======== Record extracts

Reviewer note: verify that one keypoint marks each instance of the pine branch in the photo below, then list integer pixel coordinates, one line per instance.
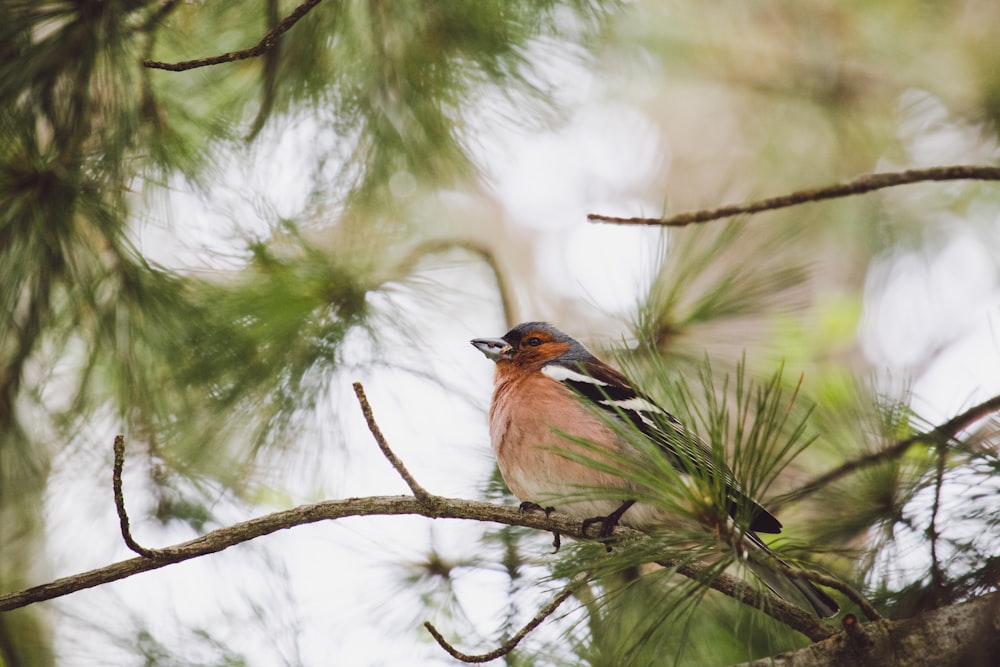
(366, 408)
(855, 186)
(432, 506)
(511, 643)
(961, 635)
(266, 43)
(941, 435)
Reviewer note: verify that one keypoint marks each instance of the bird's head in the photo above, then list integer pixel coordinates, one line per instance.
(531, 344)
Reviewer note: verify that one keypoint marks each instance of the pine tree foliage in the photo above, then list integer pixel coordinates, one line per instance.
(757, 334)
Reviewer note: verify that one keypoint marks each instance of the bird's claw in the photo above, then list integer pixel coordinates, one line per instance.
(535, 507)
(608, 522)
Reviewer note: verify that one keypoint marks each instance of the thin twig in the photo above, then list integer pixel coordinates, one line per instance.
(855, 186)
(941, 434)
(937, 575)
(408, 263)
(366, 408)
(443, 508)
(263, 46)
(508, 645)
(116, 483)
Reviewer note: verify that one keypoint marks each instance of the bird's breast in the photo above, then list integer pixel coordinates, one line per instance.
(535, 422)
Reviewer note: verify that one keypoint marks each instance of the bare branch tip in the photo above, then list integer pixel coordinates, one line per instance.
(123, 521)
(420, 492)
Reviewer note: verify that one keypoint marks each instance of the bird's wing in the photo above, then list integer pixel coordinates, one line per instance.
(607, 389)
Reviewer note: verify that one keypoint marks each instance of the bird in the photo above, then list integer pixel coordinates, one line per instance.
(556, 406)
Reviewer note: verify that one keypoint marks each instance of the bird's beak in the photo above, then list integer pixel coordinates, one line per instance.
(493, 348)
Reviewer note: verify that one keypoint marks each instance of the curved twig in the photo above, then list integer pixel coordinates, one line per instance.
(418, 491)
(266, 43)
(511, 643)
(855, 186)
(116, 484)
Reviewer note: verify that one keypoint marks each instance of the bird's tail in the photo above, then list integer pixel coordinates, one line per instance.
(786, 586)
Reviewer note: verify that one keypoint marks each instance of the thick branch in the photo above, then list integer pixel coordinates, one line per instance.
(942, 435)
(440, 508)
(263, 46)
(855, 186)
(511, 643)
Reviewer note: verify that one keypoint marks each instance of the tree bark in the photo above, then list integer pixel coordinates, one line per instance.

================

▸ **What the exercise asks**
Copy every entry above word for word, leaving out the pictures.

▸ **Solution to this exercise**
Reviewer note: verify that one keypoint marks each instance of the pine branch in the photo below, then list integer pixel coordinates, one line per instance.
(366, 408)
(855, 186)
(432, 506)
(511, 643)
(961, 635)
(266, 43)
(941, 435)
Reviewer note: verify that one keypoint marks each instance of the bird's head in the photo above, then list integer pixel coordinates, one line per instance.
(531, 344)
Reviewer note: verify that one keypoint marks each instance of the pine tree foliage in the photo above, then list integer pixel coordinates, one line per instance.
(757, 334)
Reviewer note: verify that one keypoint marks each instance of the bird's claw in the photo above, then list integer pixel coordinates, one line per instance.
(535, 507)
(608, 522)
Reviewer note: verify that one keypoint marks each instance of the thin twig in the photo above, then list integer pixel coordinates, one line per instance.
(855, 186)
(941, 434)
(937, 575)
(408, 263)
(366, 408)
(443, 508)
(263, 46)
(508, 645)
(116, 483)
Reviewer note: verify that one keypoint marks each instance of the bird's breast in the photo above, then list integer pixel coordinates, one line per instance.
(535, 422)
Reviewer note: verify that one keypoint marks each instance of the bare branch tip in the photo above, then list integer pixel coordinates, one line per instance.
(123, 521)
(420, 492)
Reviewer note: verify that one keypoint marks each instance of the bird's wing in the photo above, then list integer pixel coordinates, one line per instance.
(607, 389)
Reviewer note: verify that one keypoint marks each instance of the bird in the photo above, then list integer pixel coordinates, one line per instance.
(556, 406)
Reviewer note: verify that one keypoint marks each instance of the bird's beak in the photo above, then list integer pixel coordinates, one line per instance.
(493, 348)
Reviewer note: verify that one keypoint marks each instance of the curved twig in the photo above, then list integer pixel coordinates, one line per instance.
(418, 491)
(266, 43)
(511, 643)
(855, 186)
(116, 484)
Reviewer note: verify that one keypoint marks each instance of the bird's tail in the photo above, then list integer pixel coordinates, one line per instance.
(786, 586)
Reviewer note: verify that one keypoint marks each instance of the thick branch in the photo above, then list integer pixel coordinates, one line per instance.
(942, 435)
(440, 508)
(263, 46)
(855, 186)
(511, 643)
Reviewer note: verify that one keypoint marks each instance of the tree bark in the photo above, then list integer pixel coordinates, one line per instance.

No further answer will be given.